● Stated problem:
Output every entry exactly as given.

Pointing dataset excerpts:
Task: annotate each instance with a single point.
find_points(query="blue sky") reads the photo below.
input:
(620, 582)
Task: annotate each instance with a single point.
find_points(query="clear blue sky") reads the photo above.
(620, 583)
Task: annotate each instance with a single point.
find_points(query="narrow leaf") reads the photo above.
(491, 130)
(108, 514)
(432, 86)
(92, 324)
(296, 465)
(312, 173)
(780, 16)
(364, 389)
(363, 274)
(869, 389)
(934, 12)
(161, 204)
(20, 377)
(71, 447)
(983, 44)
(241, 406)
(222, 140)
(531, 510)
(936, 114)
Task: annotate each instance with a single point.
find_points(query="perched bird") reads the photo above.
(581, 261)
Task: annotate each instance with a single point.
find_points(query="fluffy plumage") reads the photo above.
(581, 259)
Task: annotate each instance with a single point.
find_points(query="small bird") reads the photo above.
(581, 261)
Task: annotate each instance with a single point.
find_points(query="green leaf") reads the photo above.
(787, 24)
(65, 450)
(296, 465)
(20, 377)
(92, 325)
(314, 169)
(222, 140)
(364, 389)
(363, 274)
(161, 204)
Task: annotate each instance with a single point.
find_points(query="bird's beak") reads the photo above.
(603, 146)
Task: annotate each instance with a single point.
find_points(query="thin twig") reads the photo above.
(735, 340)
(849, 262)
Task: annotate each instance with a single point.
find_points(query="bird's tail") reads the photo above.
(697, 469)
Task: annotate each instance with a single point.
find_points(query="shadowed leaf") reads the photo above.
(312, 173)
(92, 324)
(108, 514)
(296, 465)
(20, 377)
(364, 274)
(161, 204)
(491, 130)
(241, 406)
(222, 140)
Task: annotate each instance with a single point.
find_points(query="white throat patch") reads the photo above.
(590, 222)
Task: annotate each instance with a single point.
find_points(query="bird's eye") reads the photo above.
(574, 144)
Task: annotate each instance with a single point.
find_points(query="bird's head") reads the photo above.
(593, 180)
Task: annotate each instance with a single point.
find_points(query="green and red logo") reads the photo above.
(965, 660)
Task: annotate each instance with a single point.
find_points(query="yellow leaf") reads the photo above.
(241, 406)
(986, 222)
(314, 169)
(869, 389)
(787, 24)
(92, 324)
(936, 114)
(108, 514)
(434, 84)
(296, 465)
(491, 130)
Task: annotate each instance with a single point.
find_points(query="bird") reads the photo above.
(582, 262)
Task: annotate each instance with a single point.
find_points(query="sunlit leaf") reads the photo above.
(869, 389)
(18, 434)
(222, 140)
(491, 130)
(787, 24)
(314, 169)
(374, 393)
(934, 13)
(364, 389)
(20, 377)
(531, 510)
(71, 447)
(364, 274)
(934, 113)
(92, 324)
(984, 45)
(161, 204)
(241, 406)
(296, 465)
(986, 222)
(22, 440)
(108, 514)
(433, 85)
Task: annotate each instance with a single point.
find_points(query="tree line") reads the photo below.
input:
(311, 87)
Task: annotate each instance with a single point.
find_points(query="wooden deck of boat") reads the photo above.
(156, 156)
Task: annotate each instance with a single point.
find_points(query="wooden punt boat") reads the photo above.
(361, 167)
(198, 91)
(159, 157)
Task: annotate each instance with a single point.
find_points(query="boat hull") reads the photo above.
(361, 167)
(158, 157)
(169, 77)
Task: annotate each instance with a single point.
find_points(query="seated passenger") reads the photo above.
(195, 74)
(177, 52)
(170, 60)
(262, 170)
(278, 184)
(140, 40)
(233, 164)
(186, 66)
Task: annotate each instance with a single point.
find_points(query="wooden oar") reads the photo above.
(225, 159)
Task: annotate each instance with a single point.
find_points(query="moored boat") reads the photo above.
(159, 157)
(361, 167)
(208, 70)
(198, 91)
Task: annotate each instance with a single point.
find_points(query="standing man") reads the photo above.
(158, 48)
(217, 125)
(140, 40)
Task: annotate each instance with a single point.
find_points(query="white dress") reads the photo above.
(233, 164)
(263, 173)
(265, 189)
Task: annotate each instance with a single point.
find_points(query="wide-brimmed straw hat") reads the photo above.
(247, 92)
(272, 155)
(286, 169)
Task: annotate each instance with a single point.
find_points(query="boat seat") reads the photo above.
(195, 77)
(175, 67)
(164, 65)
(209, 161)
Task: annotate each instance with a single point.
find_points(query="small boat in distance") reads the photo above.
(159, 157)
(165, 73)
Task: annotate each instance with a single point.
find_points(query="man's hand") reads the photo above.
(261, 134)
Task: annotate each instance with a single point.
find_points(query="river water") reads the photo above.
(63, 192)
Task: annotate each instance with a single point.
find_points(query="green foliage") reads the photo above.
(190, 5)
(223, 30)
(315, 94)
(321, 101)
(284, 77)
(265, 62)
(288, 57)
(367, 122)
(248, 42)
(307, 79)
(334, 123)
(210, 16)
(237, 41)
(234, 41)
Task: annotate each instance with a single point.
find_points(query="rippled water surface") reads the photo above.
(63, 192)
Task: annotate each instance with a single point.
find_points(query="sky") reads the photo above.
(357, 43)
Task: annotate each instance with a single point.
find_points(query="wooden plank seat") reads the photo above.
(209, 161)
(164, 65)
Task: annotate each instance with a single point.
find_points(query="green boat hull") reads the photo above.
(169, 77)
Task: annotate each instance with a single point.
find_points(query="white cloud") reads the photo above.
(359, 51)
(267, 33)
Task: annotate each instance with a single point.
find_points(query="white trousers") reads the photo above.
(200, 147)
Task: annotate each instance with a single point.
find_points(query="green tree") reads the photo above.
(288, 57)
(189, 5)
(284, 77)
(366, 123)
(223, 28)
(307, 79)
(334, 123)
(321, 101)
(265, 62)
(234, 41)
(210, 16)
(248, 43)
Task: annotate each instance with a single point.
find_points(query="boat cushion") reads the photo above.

● Exercise response:
Task: annotate each instance with a single point.
find_points(query="blue sky") reads the photo below.
input:
(620, 582)
Task: annotate each instance with a single point.
find_points(query="clear blue sky") reads the photo above.
(620, 583)
Task: annotate each instance with a single point.
find_points(query="narrow leaf") reads the photo above.
(491, 130)
(108, 514)
(432, 86)
(92, 324)
(296, 465)
(312, 173)
(780, 16)
(364, 389)
(363, 274)
(869, 389)
(934, 12)
(161, 204)
(20, 377)
(71, 447)
(983, 44)
(241, 406)
(222, 140)
(531, 510)
(936, 114)
Task: annotate each instance with a single point.
find_points(query="perched bird") reads the photo above.
(581, 261)
Task: annotate each instance with a single point.
find_points(query="fluffy plumage") reads the photo above.
(581, 259)
Task: annotate each instance with a single point.
find_points(query="small bird") reads the photo above.
(581, 261)
Task: annotate each instance with a single point.
find_points(query="green leaf") reads the photo above.
(787, 24)
(65, 450)
(296, 465)
(20, 377)
(92, 325)
(314, 169)
(222, 140)
(364, 389)
(363, 274)
(161, 204)
Task: annotate each instance with a single point.
find_points(query="bird's beak") reads the photo above.
(603, 146)
Task: annotate each instance with a single point.
find_points(query="thin twig") reads the photo above.
(735, 340)
(849, 262)
Task: annotate each instance with a single point.
find_points(query="bird's tail") reads the photo above.
(697, 469)
Task: annotate each instance with a single point.
find_points(query="shadowed leaf") reads the photo above.
(312, 173)
(92, 324)
(108, 514)
(296, 465)
(20, 377)
(364, 274)
(161, 204)
(491, 130)
(241, 406)
(222, 140)
Task: annotate each instance with a single point.
find_points(query="white throat patch") reads the photo above.
(590, 222)
Task: annotate each instance with a single point.
find_points(query="bird's eye") reads the photo above.
(574, 144)
Task: annotate each instance with a single point.
find_points(query="bird's head") reads the photo above.
(593, 180)
Task: annotate each instance with a single point.
find_points(query="green and red logo") reads the photo above.
(965, 660)
Task: annotate each instance with a single point.
find_points(query="yellow leaf") reads the photo above.
(241, 406)
(986, 222)
(314, 169)
(869, 389)
(787, 24)
(92, 324)
(936, 114)
(108, 514)
(434, 84)
(296, 465)
(491, 130)
Task: annotate each instance with a single point.
find_points(query="bird") reads the photo above.
(582, 262)
Task: annotate each instance with a single point.
find_points(query="sunlit leaf") reads the photo above.
(869, 389)
(18, 434)
(222, 140)
(491, 130)
(787, 24)
(314, 169)
(374, 393)
(934, 13)
(364, 389)
(20, 377)
(531, 510)
(71, 447)
(364, 274)
(934, 113)
(92, 324)
(984, 45)
(161, 204)
(241, 406)
(296, 465)
(986, 222)
(22, 440)
(108, 514)
(433, 85)
Task: annotate each instance with a single point.
find_points(query="tree line") reads the photo below.
input:
(311, 87)
Task: annotate each instance with a single point.
find_points(query="wooden deck of boat") reads the photo above.
(156, 156)
Task: annotate each instance with a single point.
find_points(query="wooden punt boat") reads the photo above.
(361, 167)
(198, 91)
(159, 157)
Task: annotate each instance with a single point.
find_points(query="boat hull") reads the photo above.
(361, 167)
(158, 157)
(169, 77)
Task: annotate each instance with a single point.
find_points(query="seated passenger") reads the photo above.
(195, 74)
(177, 52)
(170, 60)
(262, 170)
(278, 184)
(140, 40)
(233, 164)
(186, 66)
Task: annotate each instance with a single point.
find_points(query="wooden oar") reads the photo above.
(225, 159)
Task: annotate each instance with a single point.
find_points(query="moored boat") reads the photo above.
(159, 157)
(361, 167)
(208, 70)
(198, 91)
Task: annotate each instance with a single point.
find_points(query="standing man") reads the photo above.
(158, 48)
(217, 125)
(140, 40)
Task: annotate each instance with a single point.
find_points(query="white dress") reads the photo above.
(233, 164)
(263, 173)
(265, 189)
Task: annotate each instance with a single point.
find_points(query="wide-brimmed straw hat") reads the photo above.
(247, 92)
(272, 155)
(286, 169)
Task: annotate each instance with a single point.
find_points(query="boat seat") reads the photo above.
(195, 77)
(175, 67)
(164, 65)
(209, 161)
Task: annotate each instance with a single point.
find_points(query="small boat in distance") reads the photo above.
(159, 157)
(165, 73)
Task: annotate each instance with a single point.
find_points(query="man's hand") reads the photo above.
(261, 134)
Task: annotate each instance with a single point.
find_points(query="river water") reads the photo above.
(63, 192)
Task: annotate each instance with a single point.
find_points(query="green foliage") reads the photo above.
(190, 5)
(223, 30)
(315, 94)
(321, 101)
(284, 77)
(265, 62)
(288, 57)
(367, 122)
(248, 42)
(307, 79)
(334, 123)
(210, 16)
(237, 41)
(234, 41)
Task: annotate each instance with a single point.
find_points(query="rippled water surface") reads the photo above.
(63, 192)
Task: annotate each instance with a single point.
find_points(query="sky") reads the photo above.
(357, 43)
Task: annotate each instance with a single point.
find_points(query="wooden plank seat") reads the photo above.
(209, 161)
(164, 65)
Task: annotate each instance with a single point.
find_points(query="green boat hull") reads the photo above.
(169, 77)
Task: annotate each instance with a single point.
find_points(query="white cloud") reads the photo above.
(359, 51)
(267, 33)
Task: annotate each instance with a single point.
find_points(query="white trousers") reads the photo above.
(200, 147)
Task: annotate each instance with a single point.
find_points(query="green tree") reads the photo above.
(288, 57)
(189, 5)
(284, 77)
(366, 123)
(223, 28)
(307, 79)
(334, 123)
(321, 101)
(265, 62)
(234, 41)
(210, 16)
(248, 43)
Task: annotate each instance with a single point.
find_points(query="boat cushion") reads the photo above.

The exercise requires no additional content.